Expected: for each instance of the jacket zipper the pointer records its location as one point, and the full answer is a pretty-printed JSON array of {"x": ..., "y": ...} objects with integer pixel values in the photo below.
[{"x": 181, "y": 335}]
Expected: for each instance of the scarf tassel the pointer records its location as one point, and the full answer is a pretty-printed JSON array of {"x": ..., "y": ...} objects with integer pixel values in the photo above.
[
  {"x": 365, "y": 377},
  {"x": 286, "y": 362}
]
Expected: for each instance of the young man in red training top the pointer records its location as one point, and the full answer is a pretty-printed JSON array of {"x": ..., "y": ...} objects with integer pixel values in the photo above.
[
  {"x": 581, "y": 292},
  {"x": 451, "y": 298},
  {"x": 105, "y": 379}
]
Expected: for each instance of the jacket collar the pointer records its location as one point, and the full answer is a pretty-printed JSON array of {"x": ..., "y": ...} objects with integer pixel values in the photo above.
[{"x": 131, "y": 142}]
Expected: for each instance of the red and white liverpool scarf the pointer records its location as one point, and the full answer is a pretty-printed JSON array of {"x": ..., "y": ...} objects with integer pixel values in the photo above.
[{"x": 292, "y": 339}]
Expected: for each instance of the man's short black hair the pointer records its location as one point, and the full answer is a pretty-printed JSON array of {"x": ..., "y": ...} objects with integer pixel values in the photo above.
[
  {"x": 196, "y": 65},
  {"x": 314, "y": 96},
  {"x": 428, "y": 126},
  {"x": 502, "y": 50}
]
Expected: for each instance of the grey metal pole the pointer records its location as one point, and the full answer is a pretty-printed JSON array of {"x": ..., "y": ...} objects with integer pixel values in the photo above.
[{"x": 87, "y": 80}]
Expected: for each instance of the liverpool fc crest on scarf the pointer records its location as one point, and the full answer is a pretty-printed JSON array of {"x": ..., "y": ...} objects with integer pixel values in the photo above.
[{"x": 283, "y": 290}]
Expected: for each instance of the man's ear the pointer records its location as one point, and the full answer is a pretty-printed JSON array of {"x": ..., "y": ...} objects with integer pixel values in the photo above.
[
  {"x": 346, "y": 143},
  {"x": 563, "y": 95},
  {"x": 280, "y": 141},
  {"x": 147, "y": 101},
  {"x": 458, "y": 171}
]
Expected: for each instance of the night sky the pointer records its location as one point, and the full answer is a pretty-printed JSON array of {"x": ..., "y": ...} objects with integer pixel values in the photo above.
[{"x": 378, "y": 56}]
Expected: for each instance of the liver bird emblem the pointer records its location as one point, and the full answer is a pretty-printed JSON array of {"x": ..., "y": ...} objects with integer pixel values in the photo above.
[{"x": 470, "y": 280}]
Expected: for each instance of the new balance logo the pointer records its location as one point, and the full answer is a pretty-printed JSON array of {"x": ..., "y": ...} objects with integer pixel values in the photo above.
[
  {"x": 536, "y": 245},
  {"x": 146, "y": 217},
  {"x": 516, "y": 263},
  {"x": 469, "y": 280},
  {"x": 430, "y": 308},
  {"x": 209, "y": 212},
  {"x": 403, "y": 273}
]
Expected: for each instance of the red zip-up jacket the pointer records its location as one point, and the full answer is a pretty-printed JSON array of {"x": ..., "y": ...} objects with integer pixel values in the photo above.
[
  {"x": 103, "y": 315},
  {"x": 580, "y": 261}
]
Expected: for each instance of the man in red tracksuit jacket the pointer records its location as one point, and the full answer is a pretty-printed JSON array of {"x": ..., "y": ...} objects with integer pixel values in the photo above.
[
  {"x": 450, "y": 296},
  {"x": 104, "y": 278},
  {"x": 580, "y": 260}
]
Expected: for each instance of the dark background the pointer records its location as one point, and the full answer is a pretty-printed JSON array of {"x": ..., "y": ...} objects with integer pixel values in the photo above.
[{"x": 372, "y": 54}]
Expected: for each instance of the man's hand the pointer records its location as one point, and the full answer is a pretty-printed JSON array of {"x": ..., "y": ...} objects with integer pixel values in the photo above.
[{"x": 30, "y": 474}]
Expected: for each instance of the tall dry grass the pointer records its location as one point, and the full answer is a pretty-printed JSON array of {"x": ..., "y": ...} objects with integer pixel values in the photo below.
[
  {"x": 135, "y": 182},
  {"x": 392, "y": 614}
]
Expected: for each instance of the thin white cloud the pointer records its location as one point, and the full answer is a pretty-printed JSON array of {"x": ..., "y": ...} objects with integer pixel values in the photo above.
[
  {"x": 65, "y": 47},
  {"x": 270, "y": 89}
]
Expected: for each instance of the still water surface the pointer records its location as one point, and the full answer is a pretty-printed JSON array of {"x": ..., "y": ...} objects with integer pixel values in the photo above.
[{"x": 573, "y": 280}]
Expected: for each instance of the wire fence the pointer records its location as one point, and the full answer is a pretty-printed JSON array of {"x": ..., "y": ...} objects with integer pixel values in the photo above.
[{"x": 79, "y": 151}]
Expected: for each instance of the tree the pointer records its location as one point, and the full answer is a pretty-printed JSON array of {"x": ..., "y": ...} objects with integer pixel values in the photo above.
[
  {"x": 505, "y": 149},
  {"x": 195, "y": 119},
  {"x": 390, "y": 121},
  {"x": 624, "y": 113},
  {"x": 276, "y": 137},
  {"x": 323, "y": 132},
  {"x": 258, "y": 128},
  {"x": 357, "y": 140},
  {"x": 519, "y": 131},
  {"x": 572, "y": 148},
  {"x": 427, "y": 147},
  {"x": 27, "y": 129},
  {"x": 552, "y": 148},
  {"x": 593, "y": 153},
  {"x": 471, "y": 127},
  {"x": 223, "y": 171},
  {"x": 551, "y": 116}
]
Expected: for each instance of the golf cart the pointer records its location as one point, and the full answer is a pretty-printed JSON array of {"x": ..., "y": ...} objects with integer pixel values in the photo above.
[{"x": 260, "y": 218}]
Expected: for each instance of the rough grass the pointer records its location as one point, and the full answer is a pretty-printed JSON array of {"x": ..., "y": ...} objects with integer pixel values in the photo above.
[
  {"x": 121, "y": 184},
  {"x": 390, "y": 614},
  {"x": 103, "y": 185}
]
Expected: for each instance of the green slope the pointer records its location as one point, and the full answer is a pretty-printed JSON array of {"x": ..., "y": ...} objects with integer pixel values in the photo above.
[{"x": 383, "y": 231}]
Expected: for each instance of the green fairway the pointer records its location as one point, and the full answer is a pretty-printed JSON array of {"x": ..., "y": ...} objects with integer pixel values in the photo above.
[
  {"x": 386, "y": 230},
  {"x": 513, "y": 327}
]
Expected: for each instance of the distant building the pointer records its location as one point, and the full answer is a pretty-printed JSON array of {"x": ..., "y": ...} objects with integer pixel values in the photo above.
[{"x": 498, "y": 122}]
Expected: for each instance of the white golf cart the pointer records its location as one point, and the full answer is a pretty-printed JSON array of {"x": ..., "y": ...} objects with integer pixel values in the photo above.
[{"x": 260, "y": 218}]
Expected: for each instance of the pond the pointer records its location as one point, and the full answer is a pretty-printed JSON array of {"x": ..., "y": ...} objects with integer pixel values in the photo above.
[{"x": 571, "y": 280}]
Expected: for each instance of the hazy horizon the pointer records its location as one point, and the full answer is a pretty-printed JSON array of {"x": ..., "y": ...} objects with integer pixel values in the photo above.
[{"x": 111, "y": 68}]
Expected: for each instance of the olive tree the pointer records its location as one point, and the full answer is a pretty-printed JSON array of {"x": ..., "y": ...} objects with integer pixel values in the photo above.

- **BRIEF**
Copy out the whole listing, exactly as written.

- **REPLY TO THE EXERCISE**
Expected: for each instance of the jacket zipper the pointer records its location as one point, and the full answer is a pretty-printed JSON array of {"x": ..., "y": ...} objects with integer pixel values in the photo below.
[{"x": 181, "y": 335}]
Expected: for each instance of the scarf tassel the pointer records its location as one point, and the full answer is a pretty-printed JSON array of {"x": ..., "y": ...} objects with integer pixel values in the photo above.
[
  {"x": 365, "y": 377},
  {"x": 286, "y": 362}
]
Expected: for each instance of the young man in red training top the pointer records its location as one point, and the full answer is a pretty-printed JSON array of {"x": ..., "y": ...} objects with integer pixel values in the photo above.
[
  {"x": 581, "y": 292},
  {"x": 451, "y": 298},
  {"x": 105, "y": 379}
]
Expected: for each instance of the jacket collar the pointer records its location as one point, and the full answer is a pretty-printed JSON array of {"x": ..., "y": ...} objects with integer pixel values in the photo above.
[{"x": 131, "y": 142}]
Expected: for each instance of the red and white liverpool scarf the pointer records its location as one point, and the full answer is a pretty-printed JSON array of {"x": ..., "y": ...} objects with integer pixel values in the photo above.
[{"x": 292, "y": 339}]
Expected: for each instance of the man's short black hair the pointer records its location as one point, and the full answer is a pretty-printed JSON array of {"x": ..., "y": ...} objects with integer pixel values in the photo above.
[
  {"x": 196, "y": 65},
  {"x": 314, "y": 96},
  {"x": 428, "y": 126},
  {"x": 502, "y": 50}
]
Expected: for each instance of the grey metal pole the pointer records its location as one point, and the full answer is a pretty-printed JSON array of {"x": ..., "y": ...} objects with integer pixel values in the photo above.
[{"x": 87, "y": 80}]
Expected: for each instance of the liverpool fc crest on scarf the pointer records its location as one point, and the full answer is a pretty-printed JSON array of {"x": ..., "y": ...} objects with integer pixel values in the photo above.
[{"x": 283, "y": 290}]
Expected: for each instance of the man's ear the pointer records its location as one point, and the full answer is a pretty-printed JSON array of {"x": ..., "y": ...} objects with integer pixel values in the photo above.
[
  {"x": 346, "y": 143},
  {"x": 563, "y": 95},
  {"x": 280, "y": 141},
  {"x": 147, "y": 101},
  {"x": 458, "y": 171}
]
Expected: for each instance of the night sky the pointer records its location as one point, and the full answer is a pretty-printed JSON array of {"x": ..., "y": ...} objects with integer pixel values in the photo above.
[{"x": 378, "y": 56}]
Expected: for each instance of the liver bird emblem the pointer records its location as one point, and the full answer is a pretty-printed JSON array of {"x": ..., "y": ...} objects with integer pixel values in the photo above.
[{"x": 470, "y": 280}]
Expected: for each instance of the new balance logo the pointer records its location as one point, and the full answer is a pretty-printed JSON array of {"x": ..., "y": ...} objects with integer pixel values in the photo above.
[
  {"x": 536, "y": 245},
  {"x": 146, "y": 217},
  {"x": 516, "y": 263},
  {"x": 469, "y": 280},
  {"x": 430, "y": 308},
  {"x": 209, "y": 212},
  {"x": 403, "y": 273}
]
Expected: for each instance of the red zip-up jacket the pointer records its location as one point, and the full answer is a pretty-printed JSON array of {"x": ..., "y": ...} objects with integer pixel values in the photo above.
[
  {"x": 103, "y": 315},
  {"x": 580, "y": 261}
]
Expected: for each instance of the man in red tracksuit jacket the pointer records its location as one point, and the full answer is a pretty-printed JSON array of {"x": ..., "y": ...} objects with integer pixel values in the photo above.
[
  {"x": 450, "y": 296},
  {"x": 104, "y": 278},
  {"x": 580, "y": 260}
]
Expected: for each instance of the dark background the pointer records its location as one point, and the full answer is a pretty-printed JSON array of {"x": ..., "y": ...} objects with integer pixel values in the photo above.
[{"x": 372, "y": 54}]
Expected: for each instance of the man's hand the pointer records its location as one point, and the full answer is a pretty-printed JSON array of {"x": ..., "y": ...} objects with integer pixel values in the photo above.
[{"x": 30, "y": 474}]
Expected: for each instance of the tall dry grass the pointer records its location as one point, and the full answer is a pretty-printed JSON array of {"x": ..., "y": ...} objects with integer pixel values in the photo below.
[
  {"x": 135, "y": 182},
  {"x": 392, "y": 614}
]
Expected: for each instance of the thin white cloud the pointer records its location as one point, and the full answer is a pretty-printed JSON array of {"x": ..., "y": ...} objects with integer pixel values in the photo above.
[
  {"x": 65, "y": 47},
  {"x": 270, "y": 89}
]
Expected: for each instance of the still water surface the pointer records its location as one point, and the full answer is a pretty-printed JSON array of {"x": ..., "y": ...} objects with integer pixel values in the photo above.
[{"x": 573, "y": 280}]
Expected: for each instance of the wire fence the pointer records its location as one point, and the full answer is a pretty-printed JSON array of {"x": ..., "y": ...} objects with integer pixel values in the photo above.
[{"x": 79, "y": 151}]
Expected: for each instance of the tree the pointer records its location as one point, and the full answer is a pretty-printed JSON array of {"x": ..., "y": ...} objects with integer pixel values in the photo above.
[
  {"x": 505, "y": 149},
  {"x": 195, "y": 119},
  {"x": 390, "y": 121},
  {"x": 624, "y": 113},
  {"x": 276, "y": 137},
  {"x": 323, "y": 132},
  {"x": 258, "y": 128},
  {"x": 357, "y": 140},
  {"x": 519, "y": 131},
  {"x": 572, "y": 148},
  {"x": 427, "y": 147},
  {"x": 27, "y": 129},
  {"x": 552, "y": 148},
  {"x": 593, "y": 153},
  {"x": 471, "y": 127},
  {"x": 223, "y": 171},
  {"x": 551, "y": 116}
]
Expected: for each instance of the golf cart the pointer records its location as one point, and the full answer is a pretty-printed JSON array of {"x": ..., "y": ...} objects with integer pixel values in the photo above.
[{"x": 260, "y": 218}]
Expected: for each instance of the rough grass the pointer records its location as one point, and the full answer is a pretty-printed JSON array of {"x": ..., "y": ...} objects with integer pixel values in the photo above.
[
  {"x": 121, "y": 184},
  {"x": 390, "y": 614},
  {"x": 103, "y": 185}
]
Expected: for each instance of the green slope the pointer records its location as one point, and the full answer is a pretty-printed JSON array of {"x": ..., "y": ...} objects with integer pixel values in the photo above.
[{"x": 383, "y": 231}]
Expected: for each instance of the green fairway the pointer records its location as one point, and the full answer is a pretty-printed JSON array of {"x": ..., "y": ...} objects with integer pixel values in the photo above.
[
  {"x": 386, "y": 230},
  {"x": 513, "y": 327}
]
Expected: for each instance of the distant building the pointer records its location as one point, and the full answer is a pretty-printed JSON array of {"x": ..., "y": ...} objects with integer pixel values in the photo above.
[{"x": 498, "y": 122}]
Expected: for each instance of the white golf cart the pointer records its location as one point, and the full answer is a pretty-printed JSON array of {"x": ..., "y": ...} objects with integer pixel values in the photo above.
[{"x": 260, "y": 218}]
Expected: for each instance of the pond the pointer records its location as one point, and the full answer is a pretty-printed JSON array of {"x": ..., "y": ...} objects with integer pixel values in the photo above.
[{"x": 571, "y": 280}]
Expected: for each instance of the hazy horizon the pointer records its location as one point, and the full answer is a pretty-printed JSON array of {"x": ..., "y": ...} objects with integer pixel values in the photo above.
[{"x": 111, "y": 68}]
Expected: for each instance of the olive tree the pointer records its location as one point, and the full answer is a pretty-printed JSON array of {"x": ..., "y": ...} objects with integer pixel values in the photo above.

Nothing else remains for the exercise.